US 2,012,249,741 · Filed 2012-03-29
The Patent Behind Placing Virtual Objects on Real Walls
Imagine wearing smart glasses that let you stick digital objects onto real surfaces in your room—a virtual lamp on your desk, a poster on your wall. This patent describes how the system figures out where you're pointing and locks that virtual object in place so it stays there even when you move around.
The plain-English version
What it protects
What's protected here is a method for anchoring virtual objects to real-world surfaces in augmented reality headsets. The patent covers the process of capturing images and spatial data through a body-mounted camera, receiving user input to select a physical surface (like a wall or table), calculating the spatial relationship between the user and that surface, and rendering a virtual object so it appears permanently attached to that chosen location. It also protects the ability to move that virtual object from one anchor surface to another when the user selects a different real-world target.

Requirement A: In the patent summary, what kind of camera captures the images and spatial data?

Available records:
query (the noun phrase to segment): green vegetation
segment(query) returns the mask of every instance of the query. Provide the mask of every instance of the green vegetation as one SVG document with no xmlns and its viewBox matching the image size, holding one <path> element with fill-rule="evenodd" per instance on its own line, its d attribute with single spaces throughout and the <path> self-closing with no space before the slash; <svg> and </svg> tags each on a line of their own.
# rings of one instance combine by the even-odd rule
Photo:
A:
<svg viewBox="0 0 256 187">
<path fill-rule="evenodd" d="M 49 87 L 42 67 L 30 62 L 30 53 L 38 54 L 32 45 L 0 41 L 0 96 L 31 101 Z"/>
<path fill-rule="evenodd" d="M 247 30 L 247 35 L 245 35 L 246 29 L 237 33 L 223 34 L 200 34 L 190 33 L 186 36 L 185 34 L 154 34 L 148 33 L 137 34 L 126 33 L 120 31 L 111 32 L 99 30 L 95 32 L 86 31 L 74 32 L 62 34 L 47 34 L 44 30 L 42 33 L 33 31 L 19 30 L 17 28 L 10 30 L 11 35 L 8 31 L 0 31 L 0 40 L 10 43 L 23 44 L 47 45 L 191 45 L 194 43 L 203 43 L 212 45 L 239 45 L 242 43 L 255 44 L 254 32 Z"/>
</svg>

Requirement B: Format the lines of the records as a JSON list of strings, one string per line, leaving out blank lines.

Full response A: A body-mounted camera.

Full response B:
[
  "query (the noun phrase to segment): green vegetation",
  "segment(query) returns the mask of every instance of the query. Provide the mask of every instance of the green vegetation as one SVG document with no xmlns and its viewBox matching the image size, holding one <path> element with fill-rule=\"evenodd\" per instance on its own line, its d attribute with single spaces throughout and the <path> self-closing with no space before the slash; <svg> and </svg> tags each on a line of their own.",
  "# rings of one instance combine by the even-odd rule",
  "Photo:",
  "A:",
  "<svg viewBox=\"0 0 256 187\">",
  "<path fill-rule=\"evenodd\" d=\"M 49 87 L 42 67 L 30 62 L 30 53 L 38 54 L 32 45 L 0 41 L 0 96 L 31 101 Z\"/>",
  "<path fill-rule=\"evenodd\" d=\"M 247 30 L 247 35 L 245 35 L 246 29 L 237 33 L 223 34 L 200 34 L 190 33 L 186 36 L 185 34 L 154 34 L 148 33 L 137 34 L 126 33 L 120 31 L 111 32 L 99 30 L 95 32 L 86 31 L 74 32 L 62 34 L 47 34 L 44 30 L 42 33 L 33 31 L 19 30 L 17 28 L 10 30 L 11 35 L 8 31 L 0 31 L 0 40 L 10 43 L 23 44 L 47 45 L 191 45 L 194 43 L 203 43 L 212 45 L 239 45 L 242 43 L 255 44 L 254 32 Z\"/>",
  "</svg>"
]